▶ Material for this exercise
·····

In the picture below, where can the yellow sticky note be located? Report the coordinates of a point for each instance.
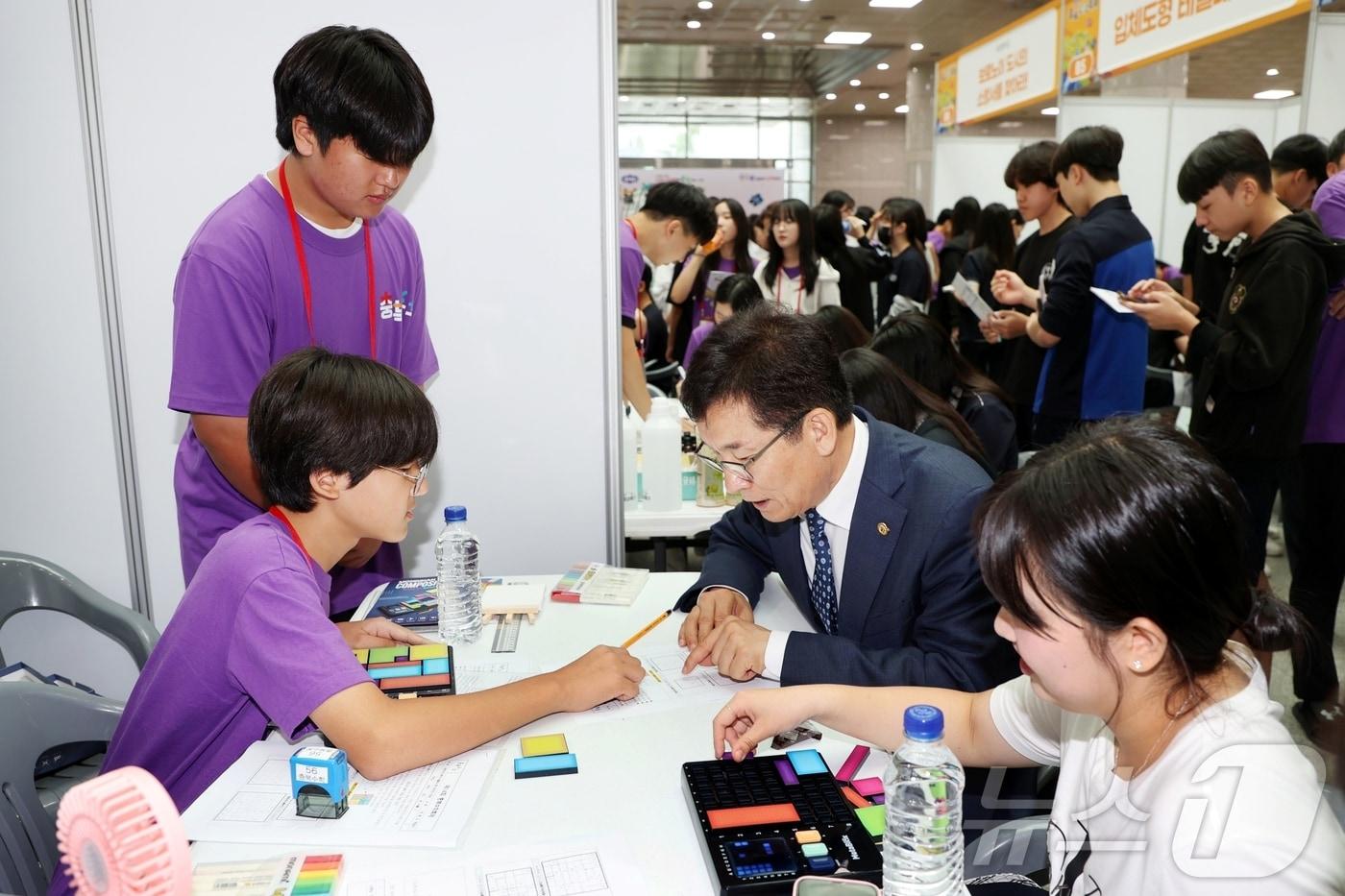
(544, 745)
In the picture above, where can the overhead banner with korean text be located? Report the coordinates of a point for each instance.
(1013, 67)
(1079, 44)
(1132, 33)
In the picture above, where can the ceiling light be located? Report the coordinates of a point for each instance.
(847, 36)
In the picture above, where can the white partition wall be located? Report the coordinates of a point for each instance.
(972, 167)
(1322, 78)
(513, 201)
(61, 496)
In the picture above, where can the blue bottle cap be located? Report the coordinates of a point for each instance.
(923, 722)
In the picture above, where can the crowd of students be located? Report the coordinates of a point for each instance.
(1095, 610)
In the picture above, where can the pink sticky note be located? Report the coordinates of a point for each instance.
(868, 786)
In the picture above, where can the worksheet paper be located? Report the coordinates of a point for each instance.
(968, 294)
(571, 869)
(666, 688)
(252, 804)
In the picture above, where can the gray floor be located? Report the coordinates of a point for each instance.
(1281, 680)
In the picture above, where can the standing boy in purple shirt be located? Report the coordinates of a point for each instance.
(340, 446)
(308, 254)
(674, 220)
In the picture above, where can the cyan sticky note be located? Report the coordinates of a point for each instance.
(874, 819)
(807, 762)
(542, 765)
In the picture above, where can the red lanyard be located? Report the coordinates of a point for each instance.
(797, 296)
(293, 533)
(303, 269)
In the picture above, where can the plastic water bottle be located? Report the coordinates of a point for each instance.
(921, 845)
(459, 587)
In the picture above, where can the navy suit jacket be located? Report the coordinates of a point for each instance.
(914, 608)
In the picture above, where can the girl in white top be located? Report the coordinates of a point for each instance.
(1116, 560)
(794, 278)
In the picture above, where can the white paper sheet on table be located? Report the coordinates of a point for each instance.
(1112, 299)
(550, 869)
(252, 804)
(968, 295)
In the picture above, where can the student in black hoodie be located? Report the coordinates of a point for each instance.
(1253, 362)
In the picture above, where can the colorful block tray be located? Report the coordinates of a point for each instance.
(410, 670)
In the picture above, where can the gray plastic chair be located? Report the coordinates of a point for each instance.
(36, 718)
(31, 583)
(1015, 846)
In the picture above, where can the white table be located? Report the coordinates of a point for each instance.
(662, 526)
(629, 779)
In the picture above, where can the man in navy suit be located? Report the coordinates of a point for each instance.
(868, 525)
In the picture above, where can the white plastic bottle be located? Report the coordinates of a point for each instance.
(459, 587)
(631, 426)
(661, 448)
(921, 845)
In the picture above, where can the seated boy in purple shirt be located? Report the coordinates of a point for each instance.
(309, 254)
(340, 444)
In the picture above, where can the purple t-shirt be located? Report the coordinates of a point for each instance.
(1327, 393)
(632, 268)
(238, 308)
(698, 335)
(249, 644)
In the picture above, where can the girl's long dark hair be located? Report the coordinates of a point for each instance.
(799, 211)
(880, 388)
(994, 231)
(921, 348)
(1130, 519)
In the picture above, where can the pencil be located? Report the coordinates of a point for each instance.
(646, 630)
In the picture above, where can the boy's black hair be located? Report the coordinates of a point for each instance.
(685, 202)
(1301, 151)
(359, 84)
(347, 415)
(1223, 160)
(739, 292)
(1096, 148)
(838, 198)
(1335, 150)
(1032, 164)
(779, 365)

·····

▶ Work instruction
Your reply should repeat the entries above exactly, leaving the pictures out.

▶ Your solution
In the picture below, where can the yellow sticky note be located? Report the coordinates of a point for each instance.
(544, 745)
In the picture above, where can the overhead banner with korean text be located? Report the coordinates of a point for each instance.
(1013, 67)
(1079, 44)
(1132, 33)
In the picture above, where can the ceiling light be located? Report the coordinates of a point for each instance.
(847, 36)
In the picture above, where can the white partition wall be located? Report the coordinates of a point for each instance.
(972, 167)
(1322, 78)
(513, 201)
(61, 496)
In the picture above, where can the blue bottle cap be located? Report the coordinates of a point for each instance.
(923, 722)
In the picture above, where can the crowd of students be located? Report the coordinates of a point for each instance.
(1095, 610)
In the picture above, where can the pink sticky note be located? Report the coordinates of a point for each instance.
(868, 786)
In the picture above, where can the worksheet paper be located? Report the coordinates of a point for each instance.
(968, 294)
(571, 869)
(666, 688)
(252, 804)
In the picture above, where can the gray floor be located? Report the coordinates of a point for each instance.
(1281, 680)
In the picture above, where can the standing boy in purple shirt be located? Report the coordinates of a point for each instance.
(340, 446)
(308, 254)
(674, 220)
In the picture above, where can the cyan sticky note be located? Report the coordinates of a point for each instance.
(874, 819)
(807, 762)
(542, 765)
In the picture above, where can the red lanyard be located? Report the coordinates of a point for each instance.
(797, 296)
(293, 533)
(303, 269)
In the picture above, where can the plastic water bottle be located? Report the coordinates of a point for each instance.
(921, 845)
(459, 587)
In the picture above, where can the navy suit jacket be located? Report the coordinates of a point for each instance.
(914, 608)
In the picture above, where can the girl in white top be located? Report the coordinates of a point for each instance.
(1116, 560)
(794, 278)
In the picture above, where can the white paper sheet on table be located? Report the coordinates of a point for each instance.
(1112, 299)
(550, 869)
(252, 804)
(968, 295)
In the picture above, where can the student in black hoodie be located? Report the coordinates of a point for each instance.
(1253, 362)
In the picture above, where can the colorful block tray be located? Report the coordinates of a point for each instance.
(410, 670)
In the picture above, where can the gray plastic chair be located? Report the coordinates of a point for each instance.
(36, 718)
(31, 583)
(1015, 846)
In the picture above, where can the white table be located? Report the coordinates of a point for each instance.
(662, 526)
(629, 779)
In the picture above, where can the man in navy suit be located? Report the coordinates of a point for each instance.
(868, 525)
In the picture above, where can the white plastic bottle be located? Report the coordinates of a point for each instance.
(459, 587)
(631, 426)
(661, 448)
(921, 845)
In the picture above, where can the seated boy in purple shirt be located? Report the coordinates of a point for each instance.
(309, 254)
(340, 444)
In the picture above, where can the purple t-shirt be located? Report the coordinates of a point for each instance.
(1327, 393)
(632, 268)
(238, 308)
(698, 335)
(249, 644)
In the picture above, where can the girl's long dark hair be located? Report the coordinates of a point for each instance.
(799, 211)
(880, 388)
(994, 231)
(921, 348)
(1130, 519)
In the picture above, where can the pencil be located? Report the coordinates of a point for each instance.
(646, 630)
In the picture above, where can the boy's black hair be located? Report the coordinates of a point for each instance.
(685, 202)
(1301, 151)
(359, 84)
(347, 415)
(1223, 160)
(739, 292)
(1096, 148)
(838, 198)
(1335, 150)
(1032, 164)
(779, 365)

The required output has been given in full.